Extracts from a box-labeled dataset:

## Begin

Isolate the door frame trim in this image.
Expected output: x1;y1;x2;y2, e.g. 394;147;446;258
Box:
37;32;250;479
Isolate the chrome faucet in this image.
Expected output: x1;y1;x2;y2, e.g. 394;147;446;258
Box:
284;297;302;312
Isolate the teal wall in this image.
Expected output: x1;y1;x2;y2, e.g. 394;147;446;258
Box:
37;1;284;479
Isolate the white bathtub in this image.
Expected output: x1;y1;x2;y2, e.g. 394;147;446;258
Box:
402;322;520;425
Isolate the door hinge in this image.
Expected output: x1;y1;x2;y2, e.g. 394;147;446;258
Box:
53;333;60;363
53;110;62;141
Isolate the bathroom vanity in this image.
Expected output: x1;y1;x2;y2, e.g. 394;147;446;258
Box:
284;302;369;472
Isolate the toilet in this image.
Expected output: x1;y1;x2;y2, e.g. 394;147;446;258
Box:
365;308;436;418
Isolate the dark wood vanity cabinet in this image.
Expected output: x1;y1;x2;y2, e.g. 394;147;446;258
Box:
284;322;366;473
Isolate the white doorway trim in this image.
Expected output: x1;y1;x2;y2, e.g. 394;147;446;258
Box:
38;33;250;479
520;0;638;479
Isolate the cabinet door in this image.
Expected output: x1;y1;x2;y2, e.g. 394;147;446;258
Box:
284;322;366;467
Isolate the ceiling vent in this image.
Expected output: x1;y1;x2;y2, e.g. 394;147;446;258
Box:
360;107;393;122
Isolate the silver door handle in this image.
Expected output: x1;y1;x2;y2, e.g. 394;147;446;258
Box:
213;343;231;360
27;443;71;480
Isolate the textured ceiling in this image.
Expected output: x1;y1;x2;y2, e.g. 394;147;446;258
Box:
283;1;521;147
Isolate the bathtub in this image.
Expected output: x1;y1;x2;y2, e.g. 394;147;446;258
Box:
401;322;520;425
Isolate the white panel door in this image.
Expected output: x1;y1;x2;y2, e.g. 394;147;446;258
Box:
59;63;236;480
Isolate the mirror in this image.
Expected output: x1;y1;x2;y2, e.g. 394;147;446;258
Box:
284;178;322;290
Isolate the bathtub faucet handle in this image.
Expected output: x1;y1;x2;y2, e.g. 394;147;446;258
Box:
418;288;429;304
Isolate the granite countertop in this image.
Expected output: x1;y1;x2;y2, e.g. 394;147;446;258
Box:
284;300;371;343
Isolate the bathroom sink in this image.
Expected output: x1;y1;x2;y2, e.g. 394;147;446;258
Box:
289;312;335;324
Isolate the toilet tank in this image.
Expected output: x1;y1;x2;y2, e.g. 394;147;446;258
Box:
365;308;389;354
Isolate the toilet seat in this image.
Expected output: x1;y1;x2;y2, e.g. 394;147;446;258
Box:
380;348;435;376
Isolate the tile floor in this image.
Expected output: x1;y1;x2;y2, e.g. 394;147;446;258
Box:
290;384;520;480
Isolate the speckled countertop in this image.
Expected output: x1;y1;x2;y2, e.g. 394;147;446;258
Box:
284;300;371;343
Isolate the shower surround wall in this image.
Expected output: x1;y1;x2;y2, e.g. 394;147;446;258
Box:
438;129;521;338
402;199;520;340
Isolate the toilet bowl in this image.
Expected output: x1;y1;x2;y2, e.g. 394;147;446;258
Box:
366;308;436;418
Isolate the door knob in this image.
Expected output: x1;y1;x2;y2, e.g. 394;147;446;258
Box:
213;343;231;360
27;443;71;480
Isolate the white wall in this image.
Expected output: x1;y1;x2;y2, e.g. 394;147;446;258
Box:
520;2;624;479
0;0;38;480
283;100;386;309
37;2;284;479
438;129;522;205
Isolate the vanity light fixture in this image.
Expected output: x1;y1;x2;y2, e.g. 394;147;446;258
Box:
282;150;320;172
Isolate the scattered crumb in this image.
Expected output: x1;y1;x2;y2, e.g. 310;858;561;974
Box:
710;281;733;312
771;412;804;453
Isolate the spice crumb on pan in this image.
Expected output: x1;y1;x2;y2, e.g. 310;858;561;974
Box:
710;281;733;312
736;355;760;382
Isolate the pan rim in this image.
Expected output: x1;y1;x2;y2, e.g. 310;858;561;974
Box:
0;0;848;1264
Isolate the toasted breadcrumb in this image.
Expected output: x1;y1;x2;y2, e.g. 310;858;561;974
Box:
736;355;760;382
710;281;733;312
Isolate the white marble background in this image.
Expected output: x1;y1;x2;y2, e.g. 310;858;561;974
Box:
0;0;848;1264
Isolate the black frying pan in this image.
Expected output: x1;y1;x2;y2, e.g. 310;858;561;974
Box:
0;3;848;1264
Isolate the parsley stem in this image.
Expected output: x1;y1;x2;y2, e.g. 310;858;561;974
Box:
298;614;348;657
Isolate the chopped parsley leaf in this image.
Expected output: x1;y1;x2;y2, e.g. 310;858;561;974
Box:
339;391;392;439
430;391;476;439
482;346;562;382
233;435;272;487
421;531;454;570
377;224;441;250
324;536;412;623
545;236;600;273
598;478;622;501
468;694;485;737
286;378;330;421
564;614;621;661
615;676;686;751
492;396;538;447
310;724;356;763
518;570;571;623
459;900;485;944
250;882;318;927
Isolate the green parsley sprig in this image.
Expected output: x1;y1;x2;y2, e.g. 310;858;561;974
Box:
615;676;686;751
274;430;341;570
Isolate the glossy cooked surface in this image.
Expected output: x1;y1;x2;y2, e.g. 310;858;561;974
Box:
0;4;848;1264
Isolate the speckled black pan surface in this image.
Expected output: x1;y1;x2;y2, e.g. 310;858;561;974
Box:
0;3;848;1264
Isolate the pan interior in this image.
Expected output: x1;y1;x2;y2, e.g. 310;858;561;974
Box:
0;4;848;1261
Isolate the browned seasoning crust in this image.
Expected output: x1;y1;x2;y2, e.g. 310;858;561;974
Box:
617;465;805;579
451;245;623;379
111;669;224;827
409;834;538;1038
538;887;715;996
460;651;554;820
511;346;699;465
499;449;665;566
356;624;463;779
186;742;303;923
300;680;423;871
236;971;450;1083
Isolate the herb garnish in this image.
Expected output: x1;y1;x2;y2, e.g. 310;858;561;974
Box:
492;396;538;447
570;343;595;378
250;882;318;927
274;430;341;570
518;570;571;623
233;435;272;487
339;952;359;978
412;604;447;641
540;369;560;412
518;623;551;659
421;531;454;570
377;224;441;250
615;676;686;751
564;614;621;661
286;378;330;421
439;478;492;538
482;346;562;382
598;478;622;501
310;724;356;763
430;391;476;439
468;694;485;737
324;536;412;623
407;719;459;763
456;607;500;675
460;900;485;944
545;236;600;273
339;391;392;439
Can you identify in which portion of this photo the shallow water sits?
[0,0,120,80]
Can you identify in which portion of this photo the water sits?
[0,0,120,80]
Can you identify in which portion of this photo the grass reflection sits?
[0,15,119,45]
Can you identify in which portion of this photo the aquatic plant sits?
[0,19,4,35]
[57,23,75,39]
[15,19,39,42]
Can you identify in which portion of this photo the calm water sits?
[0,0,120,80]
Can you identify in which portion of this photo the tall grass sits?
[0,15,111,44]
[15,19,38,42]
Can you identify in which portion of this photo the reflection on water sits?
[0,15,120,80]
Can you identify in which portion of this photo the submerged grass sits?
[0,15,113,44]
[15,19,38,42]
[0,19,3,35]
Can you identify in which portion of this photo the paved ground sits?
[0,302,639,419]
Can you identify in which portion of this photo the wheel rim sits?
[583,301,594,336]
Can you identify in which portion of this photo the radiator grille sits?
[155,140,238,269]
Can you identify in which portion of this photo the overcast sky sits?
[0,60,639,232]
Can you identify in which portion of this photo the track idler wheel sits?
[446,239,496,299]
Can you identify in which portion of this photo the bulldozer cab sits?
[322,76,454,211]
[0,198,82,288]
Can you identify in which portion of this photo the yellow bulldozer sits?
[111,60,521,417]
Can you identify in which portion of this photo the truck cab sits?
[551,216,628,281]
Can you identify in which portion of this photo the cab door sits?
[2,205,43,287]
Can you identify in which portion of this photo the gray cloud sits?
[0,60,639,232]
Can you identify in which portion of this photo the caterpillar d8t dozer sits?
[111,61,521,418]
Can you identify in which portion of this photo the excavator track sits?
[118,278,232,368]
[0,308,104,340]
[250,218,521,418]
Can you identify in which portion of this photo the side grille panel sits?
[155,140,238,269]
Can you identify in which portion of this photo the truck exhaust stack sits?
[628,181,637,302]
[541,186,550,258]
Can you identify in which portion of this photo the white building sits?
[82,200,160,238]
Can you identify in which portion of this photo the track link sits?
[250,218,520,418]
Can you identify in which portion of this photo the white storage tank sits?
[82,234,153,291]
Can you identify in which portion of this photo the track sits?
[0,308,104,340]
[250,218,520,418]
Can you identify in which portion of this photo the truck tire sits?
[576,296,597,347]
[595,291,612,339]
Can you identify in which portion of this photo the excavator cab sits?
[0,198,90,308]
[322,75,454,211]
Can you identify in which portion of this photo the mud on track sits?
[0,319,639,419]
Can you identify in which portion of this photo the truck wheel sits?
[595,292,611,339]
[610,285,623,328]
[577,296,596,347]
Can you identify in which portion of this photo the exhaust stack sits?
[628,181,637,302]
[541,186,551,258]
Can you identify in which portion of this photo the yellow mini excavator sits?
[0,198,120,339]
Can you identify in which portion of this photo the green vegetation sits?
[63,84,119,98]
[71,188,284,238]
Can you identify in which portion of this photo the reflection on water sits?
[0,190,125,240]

## End

**SHORT EXERCISE**
How many lines in the material contain the string "water"? Tally them and reply with the number alone.

**CORRECT RESPONSE**
5